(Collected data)
────────

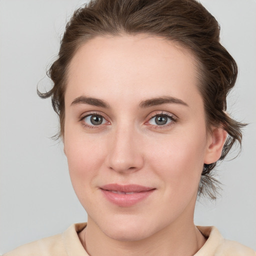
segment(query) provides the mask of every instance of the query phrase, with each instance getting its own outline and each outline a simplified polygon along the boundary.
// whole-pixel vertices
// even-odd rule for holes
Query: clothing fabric
[[[78,234],[86,223],[73,224],[62,234],[22,246],[4,256],[88,256]],[[198,226],[208,238],[194,256],[256,256],[256,252],[238,242],[222,238],[214,226]]]

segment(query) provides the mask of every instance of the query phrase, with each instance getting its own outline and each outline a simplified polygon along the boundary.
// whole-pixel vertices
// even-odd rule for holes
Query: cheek
[[[148,147],[154,148],[148,152],[152,168],[175,193],[196,190],[204,166],[206,136],[184,134]]]
[[[85,184],[91,182],[96,175],[106,150],[102,146],[104,144],[97,144],[90,136],[78,136],[68,128],[66,134],[67,136],[64,137],[64,144],[70,175],[78,194],[80,190],[82,192],[88,188]]]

────────

## What you will do
Copy every line of the entries above word for word, leaving out the pictures.

## Result
segment(query) provides the mask of every instance of the query phrase, with each instance getting its own outline and each outline a simplified polygon along the boundary.
// whole-pixel vertices
// even-odd rule for holes
Query: clothing fabric
[[[78,234],[86,223],[73,224],[62,234],[22,246],[4,256],[88,256]],[[198,226],[208,238],[194,256],[256,256],[256,252],[238,242],[222,238],[214,226]]]

segment(query) provides the mask of every instance of the query phrase, with each instance getting its own outline and each outline a simplified polygon along the boundary.
// whole-pixel vertices
// even-odd rule for holes
Query: cheek
[[[148,147],[154,148],[148,152],[152,168],[175,193],[196,190],[204,166],[206,136],[184,134]]]
[[[85,184],[91,182],[96,175],[106,150],[102,146],[104,144],[97,144],[90,136],[78,136],[68,128],[66,134],[67,136],[64,137],[64,144],[70,175],[78,194],[80,190],[82,192],[88,188]]]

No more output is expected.